What Are The Chronic Fatigue Symptoms

Chronic fatigue syndrome awareness began in 1984, after several hundred patients developed flu-like symptoms in Lake Tahoe, Nevada. Patients complained of extreme fatigue (the primary chronic fatigue symptom), as well as sore throats, mild fevers, headaches, memory loss and confusion. Doctors found most patients had several concurrent viruses, such as cytomegalovirus, Epstein-Barr and herpes virus 6. At the time, the Centers for Disease Control thought these symptoms were little more than frenzied hysteria.

The most well-known symptom is fatigue. However, this fatigue is nothing like what most people feel after a hardy workout at the gym or a particularly nerve-wracking day at work. The Centers for Disease Control describes it as “severe, incapacitating and all-encompassing.” People with CFS often cannot go to work, go to school, participate in social activities or take care of their personal needs because they always feel mentally foggy and physically rundown. In the most severe cases, patients never leave their beds or their homes. Most recently, it’s been discovered that the condition may be linked to a chronic fatigue retrovirus called XMRV.

▶ [MATERIAL SHOWN]
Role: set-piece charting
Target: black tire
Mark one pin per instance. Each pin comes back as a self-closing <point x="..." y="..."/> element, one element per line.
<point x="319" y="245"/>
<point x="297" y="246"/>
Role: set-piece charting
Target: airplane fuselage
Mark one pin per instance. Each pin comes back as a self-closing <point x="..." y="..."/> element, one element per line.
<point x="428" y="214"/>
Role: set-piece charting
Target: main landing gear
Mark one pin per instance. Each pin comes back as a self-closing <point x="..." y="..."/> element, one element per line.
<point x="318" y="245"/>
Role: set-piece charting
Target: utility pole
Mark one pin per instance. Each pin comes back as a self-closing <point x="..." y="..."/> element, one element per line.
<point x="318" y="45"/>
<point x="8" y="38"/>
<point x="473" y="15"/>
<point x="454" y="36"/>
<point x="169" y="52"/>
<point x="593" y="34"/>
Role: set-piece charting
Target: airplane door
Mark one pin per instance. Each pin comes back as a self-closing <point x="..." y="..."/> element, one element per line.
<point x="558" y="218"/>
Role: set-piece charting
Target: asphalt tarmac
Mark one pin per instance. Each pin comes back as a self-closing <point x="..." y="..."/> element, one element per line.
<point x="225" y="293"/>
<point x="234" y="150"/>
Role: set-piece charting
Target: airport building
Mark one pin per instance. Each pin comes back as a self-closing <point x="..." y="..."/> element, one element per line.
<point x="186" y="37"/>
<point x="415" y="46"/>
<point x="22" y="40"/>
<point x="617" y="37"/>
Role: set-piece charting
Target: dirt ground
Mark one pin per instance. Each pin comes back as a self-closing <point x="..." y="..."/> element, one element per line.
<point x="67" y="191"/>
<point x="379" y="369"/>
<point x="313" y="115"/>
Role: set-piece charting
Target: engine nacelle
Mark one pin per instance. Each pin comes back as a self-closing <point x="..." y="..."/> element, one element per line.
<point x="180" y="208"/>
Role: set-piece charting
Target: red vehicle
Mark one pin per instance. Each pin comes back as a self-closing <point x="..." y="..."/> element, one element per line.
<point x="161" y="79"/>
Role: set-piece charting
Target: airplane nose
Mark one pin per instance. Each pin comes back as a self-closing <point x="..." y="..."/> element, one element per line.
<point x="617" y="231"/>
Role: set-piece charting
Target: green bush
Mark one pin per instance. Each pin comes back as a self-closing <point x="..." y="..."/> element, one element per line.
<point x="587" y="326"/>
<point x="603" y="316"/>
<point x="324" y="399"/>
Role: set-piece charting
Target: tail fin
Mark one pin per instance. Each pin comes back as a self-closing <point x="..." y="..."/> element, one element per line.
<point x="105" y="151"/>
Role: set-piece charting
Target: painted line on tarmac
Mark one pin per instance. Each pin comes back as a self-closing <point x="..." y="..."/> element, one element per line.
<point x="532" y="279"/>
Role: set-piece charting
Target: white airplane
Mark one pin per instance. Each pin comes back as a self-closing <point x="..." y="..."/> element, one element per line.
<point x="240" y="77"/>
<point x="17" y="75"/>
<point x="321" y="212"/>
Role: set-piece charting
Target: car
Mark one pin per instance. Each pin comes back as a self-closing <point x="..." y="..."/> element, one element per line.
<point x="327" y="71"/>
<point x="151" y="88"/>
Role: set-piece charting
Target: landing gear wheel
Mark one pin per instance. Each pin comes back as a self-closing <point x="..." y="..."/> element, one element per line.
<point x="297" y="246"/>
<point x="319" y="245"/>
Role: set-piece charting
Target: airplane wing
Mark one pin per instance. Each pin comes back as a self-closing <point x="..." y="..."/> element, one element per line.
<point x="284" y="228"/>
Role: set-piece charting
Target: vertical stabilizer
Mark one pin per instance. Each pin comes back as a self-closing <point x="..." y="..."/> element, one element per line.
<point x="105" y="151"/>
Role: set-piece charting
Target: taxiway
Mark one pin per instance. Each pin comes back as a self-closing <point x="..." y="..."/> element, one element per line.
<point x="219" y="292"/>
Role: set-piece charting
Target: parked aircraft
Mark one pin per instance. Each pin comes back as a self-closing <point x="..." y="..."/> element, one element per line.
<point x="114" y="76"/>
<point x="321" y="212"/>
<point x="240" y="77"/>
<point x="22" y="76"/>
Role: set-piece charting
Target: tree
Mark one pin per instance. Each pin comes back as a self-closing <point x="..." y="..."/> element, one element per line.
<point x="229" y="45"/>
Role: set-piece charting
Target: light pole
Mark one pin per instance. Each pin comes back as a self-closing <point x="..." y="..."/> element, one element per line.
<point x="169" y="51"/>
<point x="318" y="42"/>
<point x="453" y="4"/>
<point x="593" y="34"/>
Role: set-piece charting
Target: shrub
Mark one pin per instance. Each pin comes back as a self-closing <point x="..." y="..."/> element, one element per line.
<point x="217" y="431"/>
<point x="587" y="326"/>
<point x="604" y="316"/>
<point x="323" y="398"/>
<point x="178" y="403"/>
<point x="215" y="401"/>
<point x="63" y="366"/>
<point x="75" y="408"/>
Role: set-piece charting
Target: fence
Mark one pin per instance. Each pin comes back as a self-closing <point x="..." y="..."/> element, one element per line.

▶ [WORK ORDER] Could you carry on the piece about chronic fatigue symptoms, starting right after its last sentence?

▶ [TASK OUTPUT]
“Life for us is different,” explains Janet Krause, 58, who has been suffering from chronic fatigue syndrome for at least 15 years. “We have to constantly balance what we can do, and people don’t understand that. That’s why a lot of relationships and friendships break up.” Krause experienced her first chronic fatigue symptom in her twenties, when she suffered from skin rashes, sinus problems, chemical sensitivity, migraines, breathing difficulty, sore throats, arthritic pain, eye focus problems and debilitating fatigue. By 2005, she could no longer work in the hospital food service, since she was dropping boxes at work, couldn’t hold a pencil and was ready for bed at 3 pm. Just a small trip to the store would leave her incapacitated for the rest of the day.

Lucy, a chronic fatigue symptom sufferer, has learned to cope with her tiredness syndrome. “Stop before you’re ready to stop. If you go till you’re too tired to do more then you’ll crash,” she warns. “When you think ‘I’ll just do that one or two more things, or visit one or two more shops, or go up one or two more aisles’ — don’t! Thinking this is your cue that you should stop works for me. Keep it simple. Decorate — but not as much; celebrate — but not as much; cook if you can — but not as much.”